TEXT SHOWN:
-- Opening Marker --

  11. Yuk. I wouldn’t be able to ever feel enthusiasm for his pleasure after that. The whole marriage would be dead and over.

  12. So there are a few solutions here, but first I’d like to recommend seeing this for the red flag it is. If pleasuring you is a “chore”, but pleasuring him is an expectation, then you might need to reassess your relationship, and if this attitude is present in any other areas of your life, run.

    However, if this is not a deal-breaker for you, I have suggestions for ways to enjoy sex without him needing to do anything extra.

    Couples vibrators are small U-shaped vibrators – one arm gets inserted vaginally, the other arm will sit pressed up against the clitoris. The internal arm should be narrow enough that your husband is still able to penetrate while the vibrator is inside. The extra vibrations and clitoral stimulation should help you reach orgasm during PIV sex.
-- Closing Marker --
GIVEN MATERIAL:
-- Opening Marker --
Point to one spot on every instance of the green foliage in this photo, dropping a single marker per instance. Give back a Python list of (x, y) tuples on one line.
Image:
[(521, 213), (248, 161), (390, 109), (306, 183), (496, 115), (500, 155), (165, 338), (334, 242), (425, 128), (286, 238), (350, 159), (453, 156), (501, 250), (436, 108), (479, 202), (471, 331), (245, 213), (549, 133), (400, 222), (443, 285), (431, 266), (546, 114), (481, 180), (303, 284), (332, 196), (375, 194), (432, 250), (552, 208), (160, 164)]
-- Closing Marker --
EXERCISE AIM: Write out the part of the relationship advice text from "12. So there" to "during PIV sex.", word for word.

EXERCISE OUTPUT:
12. So there are a few solutions here, but first I’d like to recommend seeing this for the red flag it is. If pleasuring you is a “chore”, but pleasuring him is an expectation, then you might need to reassess your relationship, and if this attitude is present in any other areas of your life, run.

    However, if this is not a deal-breaker for you, I have suggestions for ways to enjoy sex without him needing to do anything extra.

    Couples vibrators are small U-shaped vibrators – one arm gets inserted vaginally, the other arm will sit pressed up against the clitoris. The internal arm should be narrow enough that your husband is still able to penetrate while the vibrator is inside. The extra vibrations and clitoral stimulation should help you reach orgasm during PIV sex.